REQUIREMENTS ->
- 1) Condense the paragraph of the thread below that begins "If we're selling directly to corporate users" into one shorter sentence, keeping its main facts.
- 2) Summarize the thread below in two sentences.
- 3) Continue the Hacker News thread on IT spending limits from where it stops.

PASSAGE ->
Ask HN: How much can you spend on IT w/o getting approval? - esers

A lot of people on HN are selling website subscriptions and/or software to corporations.<p>If we're selling directly to corporate users, it's important that the user be able to charge the purchase to their corporate credit card without having to track down someone higher-up with purchasing authority.<p>At your day job, what is the most that you can charge to your corporate credit card for an IT purchase without having to get approval from your manager?<p>I've being doing some Googling on "purchasing authority" and the max limit on buying IT products without approval seems to be either $500 or $5,000. Which one is it?<p>Thanks!
======
whyme
In my mind the question should also be how much can your manager approve via
credit card without anyone expecting a business case to support the purchase.

SUPPLIED DATA ->
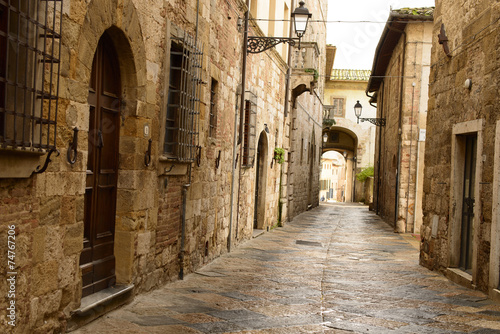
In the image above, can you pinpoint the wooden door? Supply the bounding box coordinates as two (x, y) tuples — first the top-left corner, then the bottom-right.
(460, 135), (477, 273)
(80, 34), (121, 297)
--
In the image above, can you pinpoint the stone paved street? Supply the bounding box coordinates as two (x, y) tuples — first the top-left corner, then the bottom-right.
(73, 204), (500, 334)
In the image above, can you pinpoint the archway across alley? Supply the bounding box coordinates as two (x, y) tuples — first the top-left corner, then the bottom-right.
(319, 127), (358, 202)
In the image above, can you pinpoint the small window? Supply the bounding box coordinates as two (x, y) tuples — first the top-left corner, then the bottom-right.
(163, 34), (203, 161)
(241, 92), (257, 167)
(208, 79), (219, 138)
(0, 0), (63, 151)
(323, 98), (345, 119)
--
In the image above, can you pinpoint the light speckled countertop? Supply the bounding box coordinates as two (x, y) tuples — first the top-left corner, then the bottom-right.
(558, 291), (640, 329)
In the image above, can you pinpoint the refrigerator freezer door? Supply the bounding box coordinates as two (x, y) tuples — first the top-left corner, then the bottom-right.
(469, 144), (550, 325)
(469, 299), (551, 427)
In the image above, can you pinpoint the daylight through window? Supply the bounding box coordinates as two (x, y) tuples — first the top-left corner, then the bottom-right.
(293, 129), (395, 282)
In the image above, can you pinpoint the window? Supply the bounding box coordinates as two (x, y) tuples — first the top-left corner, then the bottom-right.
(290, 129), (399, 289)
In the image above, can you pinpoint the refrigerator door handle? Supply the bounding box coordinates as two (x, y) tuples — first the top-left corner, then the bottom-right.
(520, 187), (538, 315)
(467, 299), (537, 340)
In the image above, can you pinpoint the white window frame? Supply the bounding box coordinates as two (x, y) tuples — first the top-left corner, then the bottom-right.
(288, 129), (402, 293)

ANSWERS TO THE EXERCISE ->
- 1) Corporate users buying directly need to be able to put the purchase on a corporate credit card without hunting down a higher-up with purchasing authority.

- 2) The opening post notes that many people on HN sell website subscriptions or software to corporations and asks how much someone can charge to a corporate credit card for an IT purchase without manager approval, since searching "purchasing authority" suggests the limit is either $500 or $5,000. A reply argues that the question should also cover how much a manager can approve by credit card without anyone expecting a business case for the purchase.

- 3)
In my case I regularly approve hundreds of thousands dollars for other people,
but I generally have everything of mine approved credit card or not. What's
important is that if I can justify if to my manager and if it's under 5k then
it requires only a conversation, but over 5k I'm writing business cases and
having all kinds of scrutiny and less chances to compete for budget $.

May seem strange, but using the 5k amount has always seemed like a loop hole.
I've seen data vendors sell data for just under 5k every month otherwise the
annual wouldn't even be considered. I generally find them and end up shutting
them down or using the monthly costs as a business case to make data purchases
in full just to save money.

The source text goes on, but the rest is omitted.